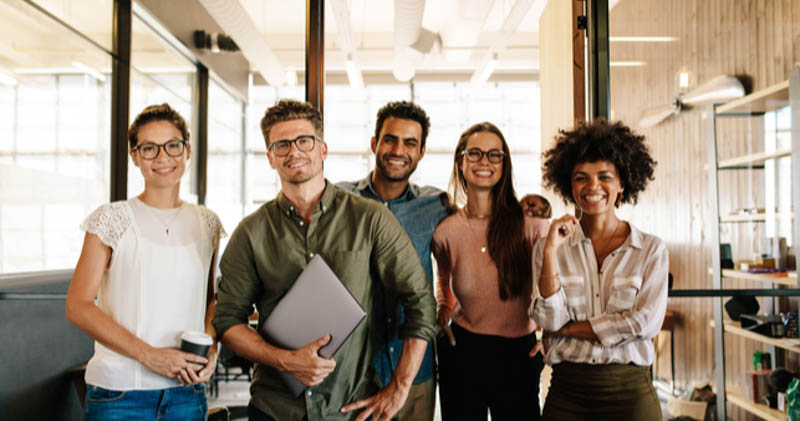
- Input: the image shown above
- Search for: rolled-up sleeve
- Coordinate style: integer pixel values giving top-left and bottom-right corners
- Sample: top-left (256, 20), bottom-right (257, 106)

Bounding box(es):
top-left (589, 240), bottom-right (669, 347)
top-left (212, 226), bottom-right (262, 338)
top-left (531, 240), bottom-right (570, 332)
top-left (371, 207), bottom-right (436, 341)
top-left (431, 228), bottom-right (456, 310)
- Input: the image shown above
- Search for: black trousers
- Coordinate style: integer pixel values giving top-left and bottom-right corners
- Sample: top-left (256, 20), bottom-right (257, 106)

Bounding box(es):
top-left (247, 404), bottom-right (308, 421)
top-left (437, 323), bottom-right (544, 421)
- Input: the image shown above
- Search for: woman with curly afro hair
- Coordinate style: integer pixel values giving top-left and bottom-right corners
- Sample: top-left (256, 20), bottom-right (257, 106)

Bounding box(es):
top-left (532, 120), bottom-right (669, 421)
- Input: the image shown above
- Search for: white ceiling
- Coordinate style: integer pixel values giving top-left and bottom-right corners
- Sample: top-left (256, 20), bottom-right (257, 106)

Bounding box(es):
top-left (239, 0), bottom-right (546, 72)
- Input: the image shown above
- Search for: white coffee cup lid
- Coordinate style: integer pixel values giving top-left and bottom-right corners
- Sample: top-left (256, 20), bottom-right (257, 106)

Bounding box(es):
top-left (181, 330), bottom-right (214, 345)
------------------------------
Your instructions = Please copy out every line of the records above word for word, leaving the pictures out of your answer.

Written solution =
- Input: the image shown above
- Search for: rolled-up sleeve
- Coordinate style: integer pixel values giving top-left and bottom-right corners
- Sample: top-left (256, 20), bottom-right (257, 106)

Bounding box(es):
top-left (589, 240), bottom-right (669, 347)
top-left (212, 226), bottom-right (262, 338)
top-left (531, 240), bottom-right (570, 332)
top-left (371, 207), bottom-right (436, 341)
top-left (431, 228), bottom-right (456, 310)
- Input: the image shown above
- Search for: black trousers
- Coordinate style: integer pixel values giving top-left and bottom-right corners
- Sample: top-left (256, 20), bottom-right (257, 106)

Bounding box(es):
top-left (247, 404), bottom-right (308, 421)
top-left (437, 323), bottom-right (544, 421)
- Input: the image shown above
- Search for: woman with curly afro hair
- Coordinate style: integer pixel values giving top-left and bottom-right corners
- Sample: top-left (256, 20), bottom-right (257, 106)

Bounding box(es):
top-left (532, 120), bottom-right (669, 421)
- Input: the image shown above
- Search for: white ceiling
- Coordinate style: integer pixel values giving top-left and bottom-right corners
- Sample: top-left (256, 20), bottom-right (257, 106)

Bounding box(es):
top-left (239, 0), bottom-right (546, 72)
- Input: the image shown above
- Search for: white coffee cup lid
- Coordinate style: integer pixel values giving top-left and bottom-right corners
- Sample: top-left (256, 20), bottom-right (257, 106)

Bounding box(es):
top-left (181, 330), bottom-right (214, 345)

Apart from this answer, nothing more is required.